[AVAILABLE RECORDS]
---
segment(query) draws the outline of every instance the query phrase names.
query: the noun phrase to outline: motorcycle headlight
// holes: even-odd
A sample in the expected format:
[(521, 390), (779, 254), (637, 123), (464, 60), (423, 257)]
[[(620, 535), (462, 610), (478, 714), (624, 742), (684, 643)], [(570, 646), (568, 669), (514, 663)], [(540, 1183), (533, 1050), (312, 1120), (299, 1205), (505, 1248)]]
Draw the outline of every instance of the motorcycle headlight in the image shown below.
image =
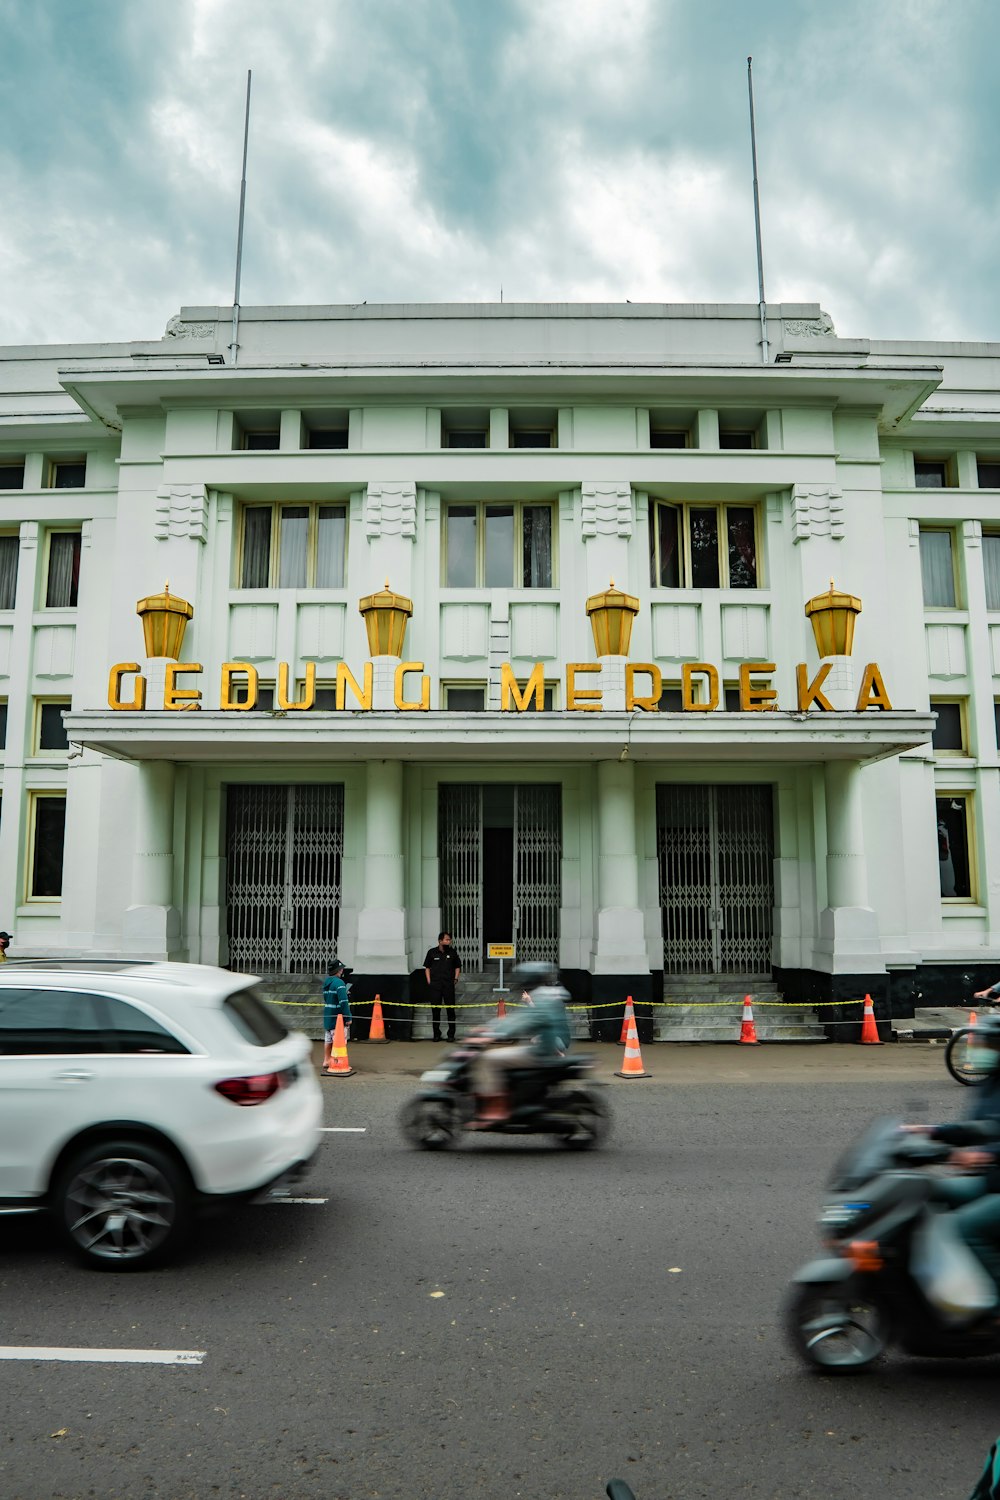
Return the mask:
[(845, 1229), (871, 1208), (870, 1203), (828, 1203), (819, 1216), (824, 1229)]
---
[WHAT THE TASK REQUIRES] Quote only the lines that start at the line holding "query: the noun" and end at the last line of the entries, including both of those lines, and omit every picture.

[RESULT FOR THIS EXERCISE]
query: the noun phrase to outline: motorcycle headlight
// holes: even-odd
A sample in the expected format:
[(521, 390), (779, 254), (637, 123), (464, 60), (423, 257)]
[[(620, 535), (462, 610), (478, 714), (624, 742), (684, 643)], [(570, 646), (568, 669), (514, 663)], [(540, 1183), (533, 1050), (312, 1120), (299, 1205), (505, 1248)]]
Draw the outline of every instance of the motorcycle headlight in the image shown below.
image =
Return the mask:
[(845, 1229), (871, 1208), (870, 1203), (828, 1203), (819, 1216), (824, 1229)]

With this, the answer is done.